*SHORT TASK:*
From the data below, pick out every line that contains the word "tall", and copy each one in full.

-- BEGIN --

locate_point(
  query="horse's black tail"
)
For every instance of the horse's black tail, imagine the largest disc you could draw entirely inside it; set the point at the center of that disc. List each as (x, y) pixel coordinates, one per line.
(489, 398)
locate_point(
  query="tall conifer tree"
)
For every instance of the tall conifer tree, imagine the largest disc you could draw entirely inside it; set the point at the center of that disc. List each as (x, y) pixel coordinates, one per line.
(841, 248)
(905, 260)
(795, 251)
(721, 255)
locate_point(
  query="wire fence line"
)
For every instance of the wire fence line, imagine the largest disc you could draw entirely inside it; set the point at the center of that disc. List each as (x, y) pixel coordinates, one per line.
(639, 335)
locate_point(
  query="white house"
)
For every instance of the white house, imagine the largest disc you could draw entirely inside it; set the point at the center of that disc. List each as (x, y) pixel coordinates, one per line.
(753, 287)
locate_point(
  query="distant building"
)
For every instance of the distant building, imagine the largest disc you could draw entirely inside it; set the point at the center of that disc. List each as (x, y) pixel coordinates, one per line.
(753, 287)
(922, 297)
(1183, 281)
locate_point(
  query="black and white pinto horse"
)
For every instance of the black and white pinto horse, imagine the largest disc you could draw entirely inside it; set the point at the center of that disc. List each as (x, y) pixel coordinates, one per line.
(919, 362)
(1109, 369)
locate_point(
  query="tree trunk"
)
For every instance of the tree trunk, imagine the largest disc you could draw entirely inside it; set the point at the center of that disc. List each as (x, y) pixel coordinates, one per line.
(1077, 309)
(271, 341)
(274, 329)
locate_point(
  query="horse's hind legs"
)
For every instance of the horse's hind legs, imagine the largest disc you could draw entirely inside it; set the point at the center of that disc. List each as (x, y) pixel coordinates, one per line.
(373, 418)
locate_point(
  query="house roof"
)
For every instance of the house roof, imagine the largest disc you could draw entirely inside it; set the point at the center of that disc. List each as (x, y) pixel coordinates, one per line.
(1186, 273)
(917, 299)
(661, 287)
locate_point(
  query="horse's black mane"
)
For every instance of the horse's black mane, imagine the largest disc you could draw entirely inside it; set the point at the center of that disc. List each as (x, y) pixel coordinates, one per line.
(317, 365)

-- END --

*WRITTEN ANSWER:*
  query="tall conifer tree"
For every instance of the tall conifer tree, imagine the largest disc you could draw entirely inside it; set the point at the center of that disc. List each as (x, y) pixel coordinates, one per line.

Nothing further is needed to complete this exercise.